If an entry holds a picture, drop the picture and restate the rest word for word.

Records contained in a dataset
┌──

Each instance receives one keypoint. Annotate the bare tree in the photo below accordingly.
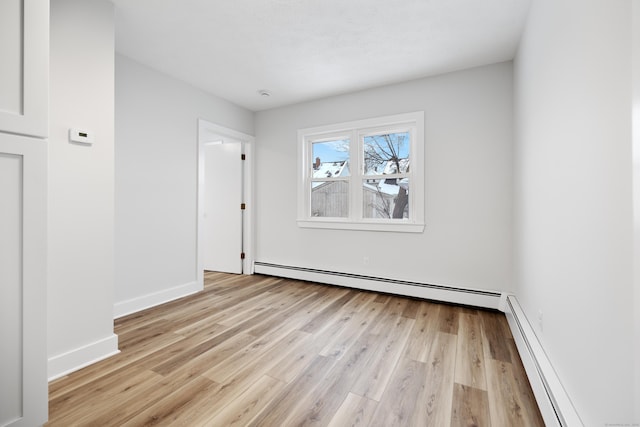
(379, 151)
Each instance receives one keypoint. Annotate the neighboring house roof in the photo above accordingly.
(331, 169)
(341, 168)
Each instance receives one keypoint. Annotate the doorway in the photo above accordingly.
(225, 205)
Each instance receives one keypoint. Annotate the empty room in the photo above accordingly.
(331, 213)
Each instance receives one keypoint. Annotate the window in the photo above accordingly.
(363, 175)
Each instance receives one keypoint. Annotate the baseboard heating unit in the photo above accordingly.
(452, 294)
(553, 401)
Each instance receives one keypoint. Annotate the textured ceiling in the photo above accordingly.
(307, 49)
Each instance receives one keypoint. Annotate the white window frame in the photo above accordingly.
(356, 131)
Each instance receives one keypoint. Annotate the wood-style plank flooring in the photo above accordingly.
(265, 351)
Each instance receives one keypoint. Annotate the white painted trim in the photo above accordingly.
(143, 302)
(65, 363)
(206, 127)
(553, 401)
(444, 293)
(399, 227)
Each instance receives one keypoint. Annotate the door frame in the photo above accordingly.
(207, 128)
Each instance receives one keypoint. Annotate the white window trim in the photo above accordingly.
(354, 129)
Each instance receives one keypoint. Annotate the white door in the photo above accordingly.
(24, 78)
(222, 213)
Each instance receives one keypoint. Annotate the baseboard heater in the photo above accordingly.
(552, 399)
(452, 294)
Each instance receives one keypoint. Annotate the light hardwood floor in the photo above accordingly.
(264, 351)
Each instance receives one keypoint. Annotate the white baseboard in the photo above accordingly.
(65, 363)
(143, 302)
(553, 401)
(452, 294)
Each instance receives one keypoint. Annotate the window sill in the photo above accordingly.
(399, 227)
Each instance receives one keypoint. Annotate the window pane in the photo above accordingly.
(330, 158)
(385, 198)
(330, 199)
(386, 154)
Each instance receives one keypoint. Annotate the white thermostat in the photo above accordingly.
(81, 136)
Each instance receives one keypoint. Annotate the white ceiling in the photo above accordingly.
(307, 49)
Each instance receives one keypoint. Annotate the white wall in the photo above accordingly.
(573, 211)
(635, 45)
(467, 240)
(80, 248)
(156, 181)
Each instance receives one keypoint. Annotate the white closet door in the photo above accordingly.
(24, 80)
(23, 203)
(24, 67)
(222, 213)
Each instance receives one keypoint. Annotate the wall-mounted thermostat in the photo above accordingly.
(81, 136)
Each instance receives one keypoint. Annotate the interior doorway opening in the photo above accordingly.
(225, 200)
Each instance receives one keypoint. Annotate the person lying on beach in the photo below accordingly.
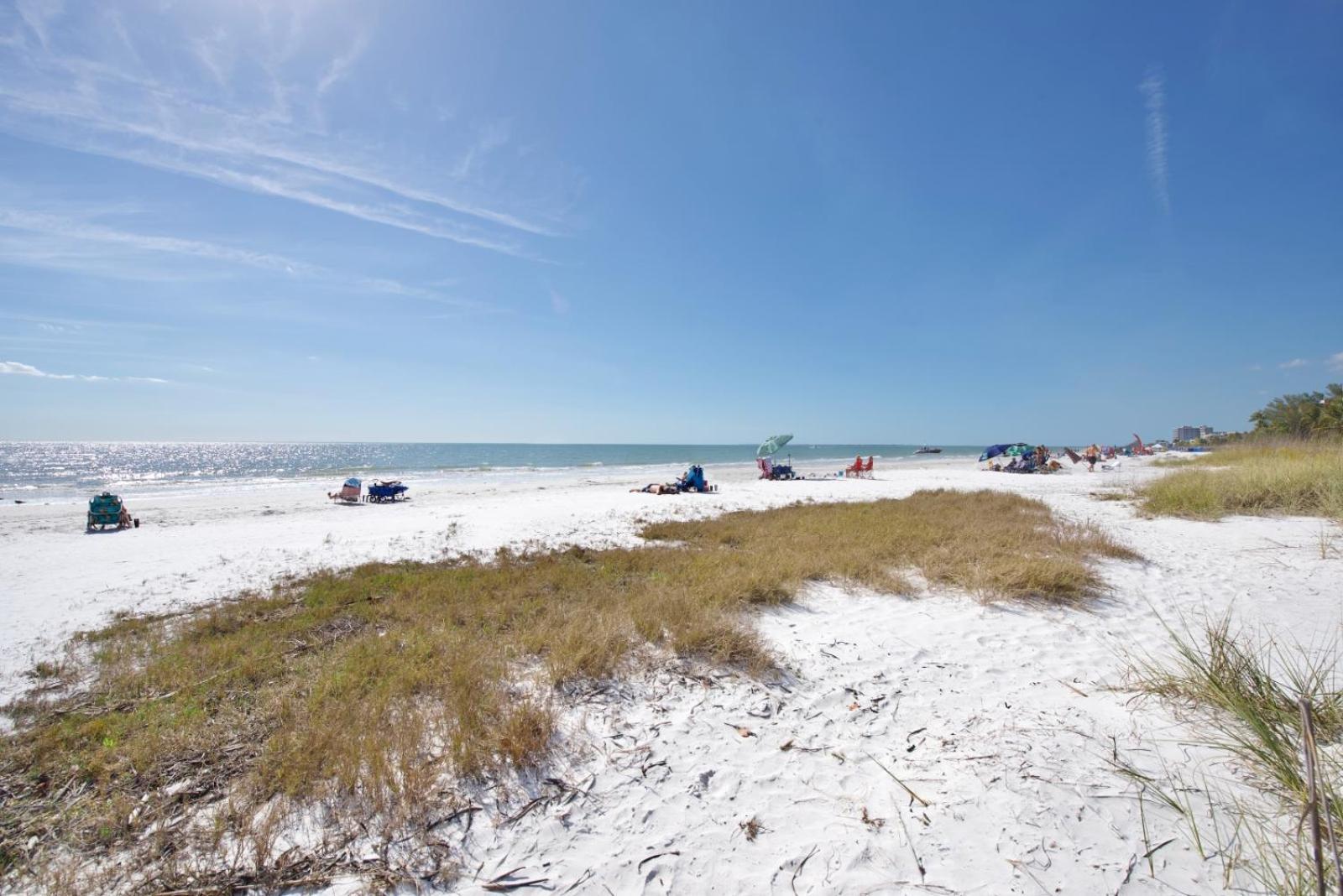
(660, 488)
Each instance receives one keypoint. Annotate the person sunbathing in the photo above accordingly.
(660, 488)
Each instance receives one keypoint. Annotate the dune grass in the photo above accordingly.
(1303, 477)
(1244, 696)
(374, 692)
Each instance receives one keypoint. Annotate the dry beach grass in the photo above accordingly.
(369, 695)
(1298, 477)
(1241, 691)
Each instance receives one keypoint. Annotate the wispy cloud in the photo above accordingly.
(98, 102)
(342, 65)
(559, 304)
(67, 230)
(1154, 91)
(20, 369)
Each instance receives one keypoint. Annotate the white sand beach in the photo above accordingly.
(1002, 721)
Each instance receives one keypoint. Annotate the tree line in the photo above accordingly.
(1303, 414)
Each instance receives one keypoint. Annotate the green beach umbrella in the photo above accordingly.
(772, 445)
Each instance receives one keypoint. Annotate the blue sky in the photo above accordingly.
(685, 223)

└──

**Result of this exercise**
Each instance receives one keypoint. Annotate the bare tree in the photo below accordingly.
(379, 151)
Each instance receives one keypoint. Annotate the neighboring house roof in the photo above accordingly.
(331, 169)
(341, 168)
Each instance receives one keypoint. Annotate the doorway in the photo above accordingly.
(225, 205)
Each instance receives one keypoint. Annotate the empty room in the photo above accordingly.
(331, 213)
Each instance receives one keypoint. Annotate the window in the photo above accordingly.
(363, 175)
Each instance receives one keypoint. Annotate the baseboard heating unit in the photo above accordingly.
(452, 294)
(553, 401)
Each instance receives one keypoint. Annotate the textured ceiling in the photo above accordingly.
(307, 49)
Each instance receives one keypoint. Annotate the white window frame in the photo above accordingly.
(356, 131)
Each instance receives one keypoint. Annotate the wood-style plank flooring in the photo above accordingly.
(265, 351)
Each instance receives one keypoint. Annotate the white painted trim in the photo above accordingly.
(143, 302)
(65, 363)
(206, 127)
(553, 401)
(444, 293)
(399, 227)
Each instance receives one keypoint. Annotate the door frame in the photo above accordingly.
(207, 128)
Each instance receives one keypoint. Annotate the white window trim in the photo above accordingly.
(354, 129)
Each instance receives one keypoint. Annotate the white door in the photo above accordingly.
(24, 78)
(222, 213)
Each instance receives one keypoint. Annotate the baseboard heater in the photo above accordingly.
(552, 399)
(452, 294)
Each instance receives one keypoint. Annotate the light hardwood floor in the photo above accordingly.
(264, 351)
Each instance receives one keypoint. Annotate the white baseboard in the photo above accordingly.
(65, 363)
(143, 302)
(553, 401)
(452, 294)
Each instance receives one keypoint. Annotate the window sill in the photo above accordingly.
(399, 227)
Each instance receives one keypoint. Annotate the window pane in the photo above accordingly.
(330, 158)
(385, 198)
(330, 199)
(386, 154)
Each instance receives one keypoint. Annotate the white thermostat in the photo above accordingly.
(81, 136)
Each instance receives one keypoint. Annotate the white ceiling in the photo above accordingly.
(307, 49)
Each instance receives one keypoint. Annotate the white wall in the photo above accordingly.
(573, 211)
(635, 45)
(467, 240)
(80, 248)
(156, 181)
Each instance receives one keypoint. Annotate the white closet door in the photo above accordingly.
(24, 80)
(23, 203)
(24, 67)
(222, 213)
Each instance receives one keypoint. Annotate the wall-mounted thermostat in the photo above accordingly.
(81, 136)
Each instance receives one keypoint. Annotate the interior doorway opening in the photo above accordingly.
(225, 200)
Each instance receives one keypoint. Annotate the person lying on beach in the photo below accordingly.
(660, 488)
Each instance receives one keypoint. Annotate the person sunbathing in the photo above accordingly.
(660, 488)
Each instance receives one keypoint. Annotate the dune grass in the photo above accordingly.
(1303, 477)
(1244, 696)
(374, 692)
Each instance receives one keypoint. Annotate the dry beach grass in the photo above accordingly.
(369, 695)
(1298, 477)
(1241, 691)
Each instance receives one keypoint. Annotate the wispy cloud in the photo above accordingly.
(98, 102)
(342, 65)
(559, 304)
(67, 230)
(1154, 91)
(20, 369)
Each instance receives one keypoint. Annotate the white sand beach in the photo above accordingly.
(1002, 721)
Each instance receives one keypoint. Annotate the tree line in the photo above accordingly.
(1303, 414)
Each instance receives one keypoint. Annotate the green beach umbrella in the photo above accordingly.
(772, 445)
Each instance receives one keypoint. Annotate the blue sky in the photo above accordingly.
(685, 223)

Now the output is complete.